■ Exercise requirements:
1 - Please print everything in the Central Park Tower article from "Central Park Tower." down to "Extell Marketing Group.".
2 - Carry on the Central Park Tower article past its final sentence.

Central Park Tower Commences Closings as Exterior Nears Completion in Midtown, Manhattan

Central Park Tower. Photo by Michael Young

Closings are well underway for Adrian Smith + Gordon Gill‘s 1,550-foot-tall, 131-story Central Park Tower at 217 West 57th Street. Located on Midtown‘s coveted Billionaires’ Row, this marks a major step in the final stages of the world’s tallest residential building, which is also the tallest structure in the Western Hemisphere by roof height. Extell is developing the project with an expected $4 billion sellout on the 179 units marketed by Corcoran Sunshine and Extell Marketing Group.

“Now that closings have commenced, residents will be able to experience the outstanding quality and unique lifestyle that is offered at Central Park Tower,” said Gary Barnett, founder and chairman of Extell Development Company. “With first-class product and exceptional pricing that speaks to today’s market, Central Park Tower is the very best you can buy on Central Park. There is truly no other building like it.”

Meanwhile, the exterior hoist is steadily being dismantled on the northern elevation, leaving a strip of exposed reinforced concrete floors that will soon be filled in.

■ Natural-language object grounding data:

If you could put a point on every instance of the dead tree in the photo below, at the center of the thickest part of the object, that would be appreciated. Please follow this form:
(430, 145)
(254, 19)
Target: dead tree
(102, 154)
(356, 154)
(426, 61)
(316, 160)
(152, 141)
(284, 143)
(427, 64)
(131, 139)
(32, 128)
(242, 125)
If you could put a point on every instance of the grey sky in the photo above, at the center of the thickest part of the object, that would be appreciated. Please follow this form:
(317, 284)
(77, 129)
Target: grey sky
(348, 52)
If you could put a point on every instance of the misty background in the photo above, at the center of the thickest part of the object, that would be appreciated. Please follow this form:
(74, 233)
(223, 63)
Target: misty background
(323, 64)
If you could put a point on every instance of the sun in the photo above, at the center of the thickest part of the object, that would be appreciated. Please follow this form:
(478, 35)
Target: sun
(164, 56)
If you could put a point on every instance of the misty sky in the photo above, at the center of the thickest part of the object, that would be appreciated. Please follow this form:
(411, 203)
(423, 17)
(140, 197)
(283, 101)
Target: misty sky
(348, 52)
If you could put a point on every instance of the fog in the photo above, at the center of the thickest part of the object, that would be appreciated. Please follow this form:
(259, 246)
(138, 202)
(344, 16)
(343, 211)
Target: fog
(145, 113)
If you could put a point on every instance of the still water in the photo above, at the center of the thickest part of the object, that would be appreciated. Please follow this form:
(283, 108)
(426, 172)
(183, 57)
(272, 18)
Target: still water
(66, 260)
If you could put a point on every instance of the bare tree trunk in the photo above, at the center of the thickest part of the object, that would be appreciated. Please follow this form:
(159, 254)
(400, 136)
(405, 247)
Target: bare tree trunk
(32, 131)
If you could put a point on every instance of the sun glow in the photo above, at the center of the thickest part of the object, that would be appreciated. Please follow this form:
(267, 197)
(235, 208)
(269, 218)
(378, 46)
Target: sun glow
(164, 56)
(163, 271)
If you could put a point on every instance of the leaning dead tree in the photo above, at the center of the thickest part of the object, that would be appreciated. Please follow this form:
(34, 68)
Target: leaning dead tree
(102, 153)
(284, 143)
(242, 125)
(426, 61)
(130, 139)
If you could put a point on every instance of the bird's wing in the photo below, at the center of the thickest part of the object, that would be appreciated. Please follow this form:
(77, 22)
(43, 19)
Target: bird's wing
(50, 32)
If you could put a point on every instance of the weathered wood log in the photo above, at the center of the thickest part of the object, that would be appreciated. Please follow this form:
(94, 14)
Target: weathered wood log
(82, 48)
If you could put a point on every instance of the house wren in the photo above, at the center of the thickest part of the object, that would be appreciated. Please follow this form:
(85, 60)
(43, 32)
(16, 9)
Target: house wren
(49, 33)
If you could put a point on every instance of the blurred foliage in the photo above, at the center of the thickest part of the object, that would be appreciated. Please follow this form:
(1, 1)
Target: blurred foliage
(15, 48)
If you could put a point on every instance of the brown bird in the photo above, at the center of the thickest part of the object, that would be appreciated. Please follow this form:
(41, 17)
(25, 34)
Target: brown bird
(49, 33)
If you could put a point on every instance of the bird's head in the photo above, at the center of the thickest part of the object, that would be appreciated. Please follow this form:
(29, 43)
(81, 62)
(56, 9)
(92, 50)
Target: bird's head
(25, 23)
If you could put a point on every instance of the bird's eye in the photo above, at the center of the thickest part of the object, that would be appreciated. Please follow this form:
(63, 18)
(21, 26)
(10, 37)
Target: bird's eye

■ Solved tasks:
1 -
Central Park Tower. Photo by Michael Young

Closings are well underway for Adrian Smith + Gordon Gill‘s 1,550-foot-tall, 131-story Central Park Tower at 217 West 57th Street. Located on Midtown‘s coveted Billionaires’ Row, this marks a major step in the final stages of the world’s tallest residential building, which is also the tallest structure in the Western Hemisphere by roof height. Extell is developing the project with an expected $4 billion sellout on the 179 units marketed by Corcoran Sunshine and Extell Marketing Group.

2 -
Central Park Tower. Photo by Michael Young

Photographs show mechanical hoist disassembled down to the penultimate setback of the slender supertall. A sliver of the crown above the final eastern setback where the building’s highest penthouse and New York City’s highest outdoor terrace is located also has yet to wrap up. With the hoist removed from the upper levels, we can finally see true dimensions of Central Park Tower’s profile when looking east and west from Fifth Avenue and Columbus Circle, or from across the Hudson River. Also nearing the final stages is the removal of the protective blue film, with most of it remaining on the lower half of the structure’s eastern elevation and parts of the western side of the edifice.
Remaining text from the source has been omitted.